──────── DATA

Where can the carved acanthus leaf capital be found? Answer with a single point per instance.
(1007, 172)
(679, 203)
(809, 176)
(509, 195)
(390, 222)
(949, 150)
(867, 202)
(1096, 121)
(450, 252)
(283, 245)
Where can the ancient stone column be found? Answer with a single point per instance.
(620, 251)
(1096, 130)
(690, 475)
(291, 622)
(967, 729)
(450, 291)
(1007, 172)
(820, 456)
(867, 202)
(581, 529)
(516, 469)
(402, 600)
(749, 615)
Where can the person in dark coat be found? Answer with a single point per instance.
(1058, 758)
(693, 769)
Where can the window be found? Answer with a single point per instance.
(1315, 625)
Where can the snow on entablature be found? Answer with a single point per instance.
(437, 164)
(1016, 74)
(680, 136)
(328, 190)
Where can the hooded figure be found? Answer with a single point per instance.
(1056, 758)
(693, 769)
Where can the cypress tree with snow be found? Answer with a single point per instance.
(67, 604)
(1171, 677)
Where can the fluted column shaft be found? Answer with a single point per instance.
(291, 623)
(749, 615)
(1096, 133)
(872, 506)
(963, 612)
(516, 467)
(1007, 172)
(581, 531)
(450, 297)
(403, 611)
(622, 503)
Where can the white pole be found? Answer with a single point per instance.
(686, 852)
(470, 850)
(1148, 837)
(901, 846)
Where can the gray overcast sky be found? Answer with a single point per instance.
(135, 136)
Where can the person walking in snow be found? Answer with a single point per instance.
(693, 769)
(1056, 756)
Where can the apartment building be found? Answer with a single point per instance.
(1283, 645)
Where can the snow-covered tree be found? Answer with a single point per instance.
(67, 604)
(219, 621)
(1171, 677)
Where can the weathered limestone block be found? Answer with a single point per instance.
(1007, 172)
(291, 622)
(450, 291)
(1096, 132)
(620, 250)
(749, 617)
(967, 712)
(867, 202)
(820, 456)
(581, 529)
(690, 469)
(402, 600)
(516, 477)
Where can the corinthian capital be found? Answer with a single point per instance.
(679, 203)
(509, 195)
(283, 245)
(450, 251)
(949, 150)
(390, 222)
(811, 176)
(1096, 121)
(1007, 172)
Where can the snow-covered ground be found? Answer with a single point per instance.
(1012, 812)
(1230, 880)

────────────────

■ **GOAL OF THE EXERCISE**:
Your task is to print the whole listing again exactly.

■ **SOLUTION TO THIS TASK**:
Where can the carved acanthus leaf capital be found? Answer with a single point per instance.
(1007, 172)
(679, 203)
(809, 176)
(509, 195)
(390, 222)
(949, 150)
(867, 202)
(1096, 121)
(450, 252)
(283, 245)
Where can the ancient stone column be found? Answer with a single point per instance.
(620, 251)
(1096, 130)
(690, 475)
(291, 622)
(967, 729)
(450, 291)
(1007, 172)
(820, 456)
(867, 202)
(581, 529)
(516, 469)
(402, 600)
(749, 615)
Where can the person in dark coat be found? Answer with a single point per instance.
(1058, 758)
(693, 769)
Where can the window be found? Answer with a single point per instance.
(1315, 625)
Where can the snow on entablature be found? Answer with a single point per instance.
(437, 164)
(1016, 74)
(680, 136)
(328, 190)
Where can the hooded figure be found? Answer with a single point per instance.
(1056, 758)
(693, 769)
Where can the cypress tree with snow be found? Answer with a single point per instance.
(67, 604)
(1171, 677)
Where can the fluted column shaft be found? Answer with a single point per instance.
(291, 623)
(749, 615)
(1096, 133)
(872, 506)
(963, 612)
(516, 467)
(1007, 172)
(581, 531)
(450, 297)
(403, 611)
(622, 503)
Where can the white pole be found? Answer with a single point per instance.
(686, 852)
(470, 850)
(1148, 837)
(901, 846)
Where can the gray overcast sky be found? Answer with a single point per instance.
(135, 136)
Where can the person walking in snow be found? Answer with a single point per instance.
(693, 769)
(1056, 756)
Where can the apartment building be found? Answer with a single point per instance.
(1283, 645)
Where can the snow-covered tree be found? Answer with a single point per instance.
(67, 604)
(219, 621)
(1171, 677)
Where can the weathered limestone block be found? Answer with a single point per instance.
(1007, 172)
(291, 622)
(450, 291)
(1096, 132)
(620, 250)
(749, 617)
(967, 712)
(867, 202)
(820, 456)
(581, 529)
(690, 469)
(402, 600)
(516, 477)
Where can the corinthian capital be found? Answer with a single point per instance.
(679, 203)
(509, 195)
(283, 245)
(450, 251)
(949, 150)
(390, 222)
(811, 176)
(1096, 121)
(1007, 172)
Where can the snow-covered ground be found? Answer with a single point per instance.
(1012, 812)
(1230, 880)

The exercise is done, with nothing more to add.